- WHAT YOU ARE ASKED TO DO:
Could you reproduce the interview excerpt below on the right to a healthy environment, word for word and in full, leaving out the data that follows it?

- EXCERPT PROVIDED:
◇ ◇ ◇

Q. It is striking that this case has reached the ECtHR when the right to the environment is not included in the Human Rights Convention.
A. The European Convention on Human Rights was signed in the 1950s, when society was not the same as it is now. The environment was not something that society was concerned about and there has been an evolution. The convention includes what are called first and second generation human rights, but third generation rights, which are diffuse in nature, are not included. As a consequence of the process of environmental degradation and its impact on other rights, recognition of the right to a healthy environment has begun to be introduced into many national constitutions since the 1970s. Even in other regional treaties for the protection of human rights it is also included. In Europe, a reform has not been carried out yet, but I believe that it will surely occur, also as a consequence of the recognition of the right to a healthy environment by the UN General Assembly.
Q. In Spain, the first climate litigation against the State has ended up being rejected by the Supreme Court. Do you think a lawsuit could succeed that condemns the country to present more ambitious emissions cutting plans?

◇ ◇ ◇

- SUPPLIED MATERIAL:
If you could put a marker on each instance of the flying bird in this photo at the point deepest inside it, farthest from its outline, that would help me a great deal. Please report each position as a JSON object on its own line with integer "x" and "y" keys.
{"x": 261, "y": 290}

◇ ◇ ◇

- COMPLETED EXERCISE:
Q. It is striking that this case has reached the ECtHR when the right to the environment is not included in the Human Rights Convention.
A. The European Convention on Human Rights was signed in the 1950s, when society was not the same as it is now. The environment was not something that society was concerned about and there has been an evolution. The convention includes what are called first and second generation human rights, but third generation rights, which are diffuse in nature, are not included. As a consequence of the process of environmental degradation and its impact on other rights, recognition of the right to a healthy environment has begun to be introduced into many national constitutions since the 1970s. Even in other regional treaties for the protection of human rights it is also included. In Europe, a reform has not been carried out yet, but I believe that it will surely occur, also as a consequence of the recognition of the right to a healthy environment by the UN General Assembly.
Q. In Spain, the first climate litigation against the State has ended up being rejected by the Supreme Court. Do you think a lawsuit could succeed that condemns the country to present more ambitious emissions cutting plans?